WHAT THE TASK REQUIRES: Pick out every line in the entries below that contains the string "glove", and copy each one. Matching is case-sensitive.
· · · · · · ·
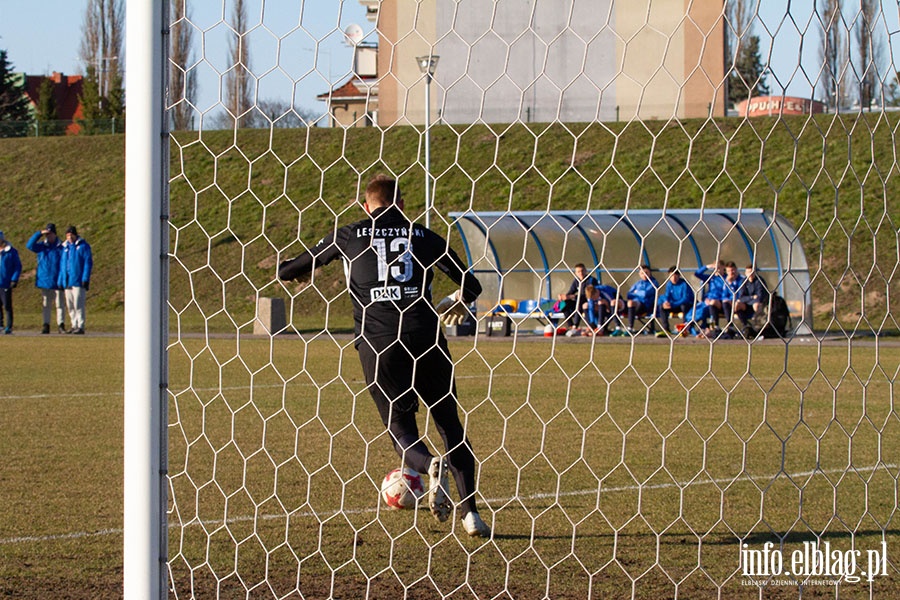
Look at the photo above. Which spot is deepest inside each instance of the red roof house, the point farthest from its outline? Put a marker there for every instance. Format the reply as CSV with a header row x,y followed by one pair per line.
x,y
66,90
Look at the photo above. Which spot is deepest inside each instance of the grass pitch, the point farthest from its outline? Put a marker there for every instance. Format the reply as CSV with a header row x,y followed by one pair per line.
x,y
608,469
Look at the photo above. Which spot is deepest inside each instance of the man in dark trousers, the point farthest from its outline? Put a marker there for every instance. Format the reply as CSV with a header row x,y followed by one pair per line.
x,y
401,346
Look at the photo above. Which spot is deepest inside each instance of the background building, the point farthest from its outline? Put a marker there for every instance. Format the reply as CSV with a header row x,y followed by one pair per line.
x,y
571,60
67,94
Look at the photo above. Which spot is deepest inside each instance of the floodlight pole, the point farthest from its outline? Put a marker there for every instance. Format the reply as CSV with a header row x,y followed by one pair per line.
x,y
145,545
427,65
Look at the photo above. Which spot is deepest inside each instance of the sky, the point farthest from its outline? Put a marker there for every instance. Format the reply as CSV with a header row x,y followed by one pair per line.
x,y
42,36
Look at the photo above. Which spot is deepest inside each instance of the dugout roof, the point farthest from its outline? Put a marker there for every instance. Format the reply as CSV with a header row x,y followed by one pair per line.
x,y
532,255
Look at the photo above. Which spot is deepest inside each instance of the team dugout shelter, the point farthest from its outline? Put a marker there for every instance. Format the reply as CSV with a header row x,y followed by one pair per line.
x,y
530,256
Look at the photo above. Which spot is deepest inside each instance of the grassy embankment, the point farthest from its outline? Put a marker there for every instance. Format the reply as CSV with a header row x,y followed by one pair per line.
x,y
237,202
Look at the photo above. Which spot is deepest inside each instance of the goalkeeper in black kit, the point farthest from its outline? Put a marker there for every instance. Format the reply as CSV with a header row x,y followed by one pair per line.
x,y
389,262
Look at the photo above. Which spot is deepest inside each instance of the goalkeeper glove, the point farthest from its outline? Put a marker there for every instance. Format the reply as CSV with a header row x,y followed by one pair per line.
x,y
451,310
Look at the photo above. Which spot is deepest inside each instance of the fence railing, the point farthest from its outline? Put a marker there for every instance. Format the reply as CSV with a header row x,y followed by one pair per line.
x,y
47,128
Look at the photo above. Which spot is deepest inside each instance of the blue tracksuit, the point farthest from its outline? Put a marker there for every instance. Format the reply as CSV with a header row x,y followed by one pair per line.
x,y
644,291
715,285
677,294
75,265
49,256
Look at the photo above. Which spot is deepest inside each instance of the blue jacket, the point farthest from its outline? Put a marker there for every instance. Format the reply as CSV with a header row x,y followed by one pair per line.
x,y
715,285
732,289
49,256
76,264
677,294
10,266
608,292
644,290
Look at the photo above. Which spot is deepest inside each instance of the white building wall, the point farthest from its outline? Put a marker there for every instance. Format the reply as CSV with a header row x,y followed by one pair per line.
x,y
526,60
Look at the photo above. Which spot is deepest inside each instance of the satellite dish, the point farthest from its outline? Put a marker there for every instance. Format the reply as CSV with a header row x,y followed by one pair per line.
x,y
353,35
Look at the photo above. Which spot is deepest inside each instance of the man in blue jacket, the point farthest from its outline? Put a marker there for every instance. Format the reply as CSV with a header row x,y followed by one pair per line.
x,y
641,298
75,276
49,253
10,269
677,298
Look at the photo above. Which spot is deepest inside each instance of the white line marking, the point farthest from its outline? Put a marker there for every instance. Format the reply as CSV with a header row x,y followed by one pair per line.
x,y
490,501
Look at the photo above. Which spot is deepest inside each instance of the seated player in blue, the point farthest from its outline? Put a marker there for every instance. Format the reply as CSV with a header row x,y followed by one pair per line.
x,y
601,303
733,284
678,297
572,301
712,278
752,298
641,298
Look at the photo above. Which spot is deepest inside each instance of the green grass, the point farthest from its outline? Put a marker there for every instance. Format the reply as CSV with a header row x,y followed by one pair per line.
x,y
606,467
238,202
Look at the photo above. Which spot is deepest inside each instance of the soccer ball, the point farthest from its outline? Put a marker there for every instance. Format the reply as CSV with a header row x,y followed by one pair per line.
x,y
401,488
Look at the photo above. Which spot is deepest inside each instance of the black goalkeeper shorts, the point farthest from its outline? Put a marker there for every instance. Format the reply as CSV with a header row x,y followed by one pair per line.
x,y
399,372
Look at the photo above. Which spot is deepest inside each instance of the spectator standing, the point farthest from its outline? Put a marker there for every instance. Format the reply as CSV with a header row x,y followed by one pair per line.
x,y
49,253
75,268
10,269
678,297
· · · · · · ·
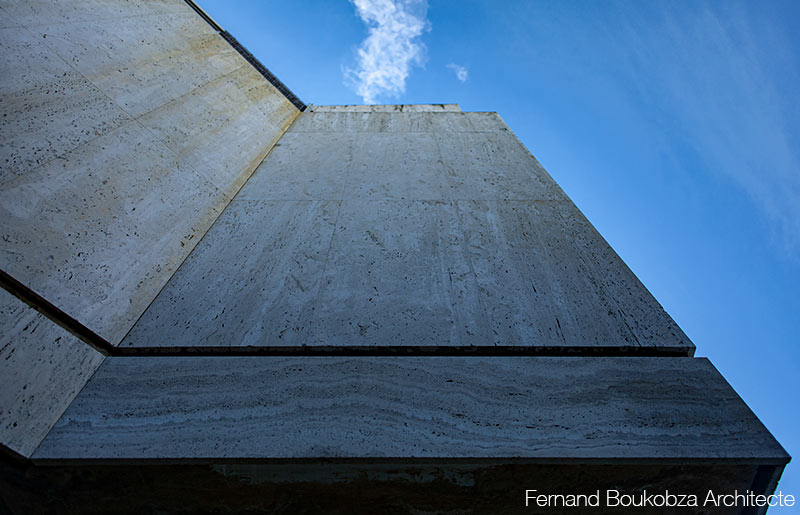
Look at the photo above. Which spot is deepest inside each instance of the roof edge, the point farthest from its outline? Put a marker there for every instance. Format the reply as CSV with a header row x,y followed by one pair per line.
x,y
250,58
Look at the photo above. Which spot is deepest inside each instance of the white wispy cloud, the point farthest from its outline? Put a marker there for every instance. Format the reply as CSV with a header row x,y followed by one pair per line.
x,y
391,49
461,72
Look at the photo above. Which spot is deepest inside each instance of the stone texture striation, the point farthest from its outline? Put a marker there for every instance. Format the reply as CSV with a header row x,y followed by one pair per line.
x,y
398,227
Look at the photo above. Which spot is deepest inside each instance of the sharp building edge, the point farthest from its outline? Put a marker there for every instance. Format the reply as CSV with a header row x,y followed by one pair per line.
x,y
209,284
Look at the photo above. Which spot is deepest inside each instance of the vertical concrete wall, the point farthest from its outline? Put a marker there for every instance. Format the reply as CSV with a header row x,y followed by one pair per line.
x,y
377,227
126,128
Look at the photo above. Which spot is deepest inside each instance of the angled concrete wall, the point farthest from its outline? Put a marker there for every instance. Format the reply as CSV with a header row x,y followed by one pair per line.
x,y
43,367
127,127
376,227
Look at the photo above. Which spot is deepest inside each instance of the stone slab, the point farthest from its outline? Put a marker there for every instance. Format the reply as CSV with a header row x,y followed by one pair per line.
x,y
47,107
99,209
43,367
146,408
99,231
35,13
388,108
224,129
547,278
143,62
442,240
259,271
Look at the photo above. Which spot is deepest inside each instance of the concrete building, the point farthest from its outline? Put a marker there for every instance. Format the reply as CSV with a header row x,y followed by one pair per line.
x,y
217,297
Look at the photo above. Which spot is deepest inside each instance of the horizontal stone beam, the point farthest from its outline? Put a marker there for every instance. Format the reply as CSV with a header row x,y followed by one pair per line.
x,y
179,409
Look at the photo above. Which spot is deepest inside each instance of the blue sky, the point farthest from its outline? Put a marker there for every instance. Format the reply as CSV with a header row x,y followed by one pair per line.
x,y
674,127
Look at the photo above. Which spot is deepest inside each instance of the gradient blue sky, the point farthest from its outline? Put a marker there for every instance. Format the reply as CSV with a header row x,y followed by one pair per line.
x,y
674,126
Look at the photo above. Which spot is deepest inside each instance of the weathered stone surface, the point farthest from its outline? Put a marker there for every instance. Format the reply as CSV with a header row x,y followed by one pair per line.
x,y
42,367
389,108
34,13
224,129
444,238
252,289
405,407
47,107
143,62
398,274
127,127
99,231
· · · · · · ·
CORRECT RESPONSE:
Look at the photo above. Which spot is deepest inside each instance of the goalkeeper glove, the point farthest from its outline? Put a marker there for every instance. Format the reply as CSV with a header row x,y followed by one pair per line.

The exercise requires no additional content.